◆ **Entries from a data source**
_____

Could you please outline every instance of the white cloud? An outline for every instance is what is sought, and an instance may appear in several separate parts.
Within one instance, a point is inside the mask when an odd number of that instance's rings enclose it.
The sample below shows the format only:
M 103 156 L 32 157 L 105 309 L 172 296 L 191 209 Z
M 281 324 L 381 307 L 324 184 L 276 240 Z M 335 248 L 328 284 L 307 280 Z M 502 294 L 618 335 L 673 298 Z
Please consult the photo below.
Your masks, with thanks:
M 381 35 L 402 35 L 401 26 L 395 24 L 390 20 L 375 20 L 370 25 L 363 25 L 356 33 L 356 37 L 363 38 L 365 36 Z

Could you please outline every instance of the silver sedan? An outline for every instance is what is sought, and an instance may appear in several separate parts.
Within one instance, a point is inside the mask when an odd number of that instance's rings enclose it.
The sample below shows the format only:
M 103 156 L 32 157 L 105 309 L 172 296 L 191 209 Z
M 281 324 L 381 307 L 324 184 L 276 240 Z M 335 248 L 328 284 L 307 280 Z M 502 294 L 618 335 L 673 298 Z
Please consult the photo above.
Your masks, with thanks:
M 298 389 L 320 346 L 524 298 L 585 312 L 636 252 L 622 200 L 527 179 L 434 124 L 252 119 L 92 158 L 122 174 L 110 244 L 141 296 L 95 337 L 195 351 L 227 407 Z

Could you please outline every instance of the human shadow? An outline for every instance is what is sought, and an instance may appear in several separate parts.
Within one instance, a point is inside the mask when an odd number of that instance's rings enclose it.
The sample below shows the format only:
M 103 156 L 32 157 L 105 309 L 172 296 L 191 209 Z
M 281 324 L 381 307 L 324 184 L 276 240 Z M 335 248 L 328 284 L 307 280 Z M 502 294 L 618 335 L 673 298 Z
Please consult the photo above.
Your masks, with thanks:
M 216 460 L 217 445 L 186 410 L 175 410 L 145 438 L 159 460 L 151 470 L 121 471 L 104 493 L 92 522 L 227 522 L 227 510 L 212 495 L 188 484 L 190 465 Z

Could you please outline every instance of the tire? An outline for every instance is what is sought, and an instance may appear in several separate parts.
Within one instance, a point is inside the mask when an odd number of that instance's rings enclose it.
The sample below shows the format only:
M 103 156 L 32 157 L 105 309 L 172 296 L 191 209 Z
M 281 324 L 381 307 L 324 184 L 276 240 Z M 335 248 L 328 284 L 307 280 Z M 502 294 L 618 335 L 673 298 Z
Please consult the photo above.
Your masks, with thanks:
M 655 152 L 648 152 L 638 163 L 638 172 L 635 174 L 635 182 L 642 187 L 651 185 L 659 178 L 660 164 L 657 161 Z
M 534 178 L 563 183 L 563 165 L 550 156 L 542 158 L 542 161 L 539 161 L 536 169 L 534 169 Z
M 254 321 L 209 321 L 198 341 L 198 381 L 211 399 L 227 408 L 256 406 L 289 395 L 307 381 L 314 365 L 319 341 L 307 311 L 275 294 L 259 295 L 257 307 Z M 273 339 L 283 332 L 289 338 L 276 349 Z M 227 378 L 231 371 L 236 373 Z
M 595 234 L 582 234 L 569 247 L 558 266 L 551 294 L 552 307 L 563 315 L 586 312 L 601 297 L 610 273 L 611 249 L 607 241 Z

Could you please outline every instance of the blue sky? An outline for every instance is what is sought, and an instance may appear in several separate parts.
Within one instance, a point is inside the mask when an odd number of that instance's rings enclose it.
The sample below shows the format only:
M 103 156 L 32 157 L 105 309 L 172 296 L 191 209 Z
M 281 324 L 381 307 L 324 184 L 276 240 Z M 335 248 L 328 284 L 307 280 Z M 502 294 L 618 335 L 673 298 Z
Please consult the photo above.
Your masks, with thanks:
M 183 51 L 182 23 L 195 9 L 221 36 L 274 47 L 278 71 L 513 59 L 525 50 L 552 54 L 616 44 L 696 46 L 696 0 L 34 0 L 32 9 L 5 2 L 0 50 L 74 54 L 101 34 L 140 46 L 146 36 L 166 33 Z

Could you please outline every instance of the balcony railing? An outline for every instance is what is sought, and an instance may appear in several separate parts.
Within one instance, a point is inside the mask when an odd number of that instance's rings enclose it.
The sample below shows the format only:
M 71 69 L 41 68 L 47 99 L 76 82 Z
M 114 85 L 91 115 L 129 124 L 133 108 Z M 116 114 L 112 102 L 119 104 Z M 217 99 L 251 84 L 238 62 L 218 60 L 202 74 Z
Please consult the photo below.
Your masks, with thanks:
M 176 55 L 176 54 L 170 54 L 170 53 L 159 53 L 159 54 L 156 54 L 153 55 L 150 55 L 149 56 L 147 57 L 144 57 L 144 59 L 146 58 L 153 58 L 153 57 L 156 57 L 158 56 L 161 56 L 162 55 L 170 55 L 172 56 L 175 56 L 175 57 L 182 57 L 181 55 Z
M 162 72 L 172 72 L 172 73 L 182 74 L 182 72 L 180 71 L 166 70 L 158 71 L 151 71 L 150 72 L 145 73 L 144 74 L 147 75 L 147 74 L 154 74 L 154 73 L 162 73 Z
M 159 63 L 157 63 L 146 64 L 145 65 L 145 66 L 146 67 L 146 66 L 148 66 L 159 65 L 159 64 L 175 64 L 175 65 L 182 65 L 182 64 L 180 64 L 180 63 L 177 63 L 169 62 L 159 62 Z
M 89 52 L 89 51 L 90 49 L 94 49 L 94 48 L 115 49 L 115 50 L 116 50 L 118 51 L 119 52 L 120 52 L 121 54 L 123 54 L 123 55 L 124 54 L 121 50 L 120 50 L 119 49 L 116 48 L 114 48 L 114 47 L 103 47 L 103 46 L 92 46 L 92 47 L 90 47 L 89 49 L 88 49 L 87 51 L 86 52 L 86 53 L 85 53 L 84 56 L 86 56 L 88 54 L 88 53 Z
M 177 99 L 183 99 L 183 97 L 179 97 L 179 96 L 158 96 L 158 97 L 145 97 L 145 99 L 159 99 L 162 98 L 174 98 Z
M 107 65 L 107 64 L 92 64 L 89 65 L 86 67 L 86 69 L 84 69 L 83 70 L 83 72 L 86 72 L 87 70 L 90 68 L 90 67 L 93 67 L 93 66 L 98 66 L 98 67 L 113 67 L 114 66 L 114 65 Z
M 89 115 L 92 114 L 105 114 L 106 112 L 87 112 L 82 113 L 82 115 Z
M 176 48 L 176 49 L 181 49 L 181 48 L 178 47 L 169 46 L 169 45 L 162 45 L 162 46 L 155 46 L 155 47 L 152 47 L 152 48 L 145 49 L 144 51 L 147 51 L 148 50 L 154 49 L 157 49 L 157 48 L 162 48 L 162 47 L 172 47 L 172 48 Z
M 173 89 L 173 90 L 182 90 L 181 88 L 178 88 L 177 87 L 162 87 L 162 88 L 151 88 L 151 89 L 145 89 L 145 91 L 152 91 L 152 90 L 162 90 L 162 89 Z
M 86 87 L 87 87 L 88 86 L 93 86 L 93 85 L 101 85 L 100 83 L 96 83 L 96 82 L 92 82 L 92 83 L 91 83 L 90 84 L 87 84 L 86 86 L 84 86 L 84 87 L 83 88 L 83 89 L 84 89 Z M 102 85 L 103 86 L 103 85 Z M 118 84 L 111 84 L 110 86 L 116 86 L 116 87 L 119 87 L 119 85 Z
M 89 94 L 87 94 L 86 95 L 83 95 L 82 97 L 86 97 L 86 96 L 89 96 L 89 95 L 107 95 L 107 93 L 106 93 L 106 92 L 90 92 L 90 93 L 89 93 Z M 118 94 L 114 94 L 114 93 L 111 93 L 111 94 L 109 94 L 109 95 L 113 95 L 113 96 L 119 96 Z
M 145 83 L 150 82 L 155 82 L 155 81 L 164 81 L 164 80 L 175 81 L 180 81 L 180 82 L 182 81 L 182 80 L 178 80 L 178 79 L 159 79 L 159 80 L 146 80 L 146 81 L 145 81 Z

_____

◆ **Task to complete**
Reproduce the part that opens with the line containing "Could you please outline every instance of the silver" and closes with the line containing "M 216 460 L", substituting "Inside a single instance" for "Within one instance" and changing nothing else.

◆ **Exercise response**
Could you please outline every instance of the silver sedan? An outline for every instance is what is sought, and an instance may appear in several separate parts.
Inside a single instance, a point is inside the mask when an odd number of that instance's rings enclose it.
The sample below shows the format only:
M 103 156 L 32 157 L 105 309 L 172 296 L 191 209 Z
M 281 324 L 381 307 L 324 184 L 276 240 Z M 335 248 L 328 284 L 307 280 Z M 502 294 L 618 335 L 673 298 Z
Please consult the photo above.
Your masks, with thanks:
M 298 389 L 320 346 L 524 298 L 585 312 L 636 252 L 622 200 L 527 179 L 434 124 L 252 119 L 92 158 L 122 174 L 110 244 L 141 296 L 95 337 L 195 351 L 227 407 Z

Could you please outline every instance of the human shadow? An outline for every instance is what is sought, and an instance may appear in several separate parts.
Inside a single instance, a point is inside the mask when an odd number of that instance's rings enclose it.
The sample below shows the format only:
M 103 156 L 32 157 L 105 309 L 172 296 L 191 209 Z
M 281 324 L 381 307 L 324 184 L 276 240 Z M 335 248 L 328 284 L 307 280 Z M 502 294 L 618 335 L 673 298 Z
Please consult the photo above.
Your masks, with thanks:
M 216 460 L 217 445 L 186 410 L 175 410 L 145 438 L 159 460 L 151 470 L 121 471 L 104 493 L 92 522 L 227 522 L 227 510 L 212 495 L 188 484 L 190 465 Z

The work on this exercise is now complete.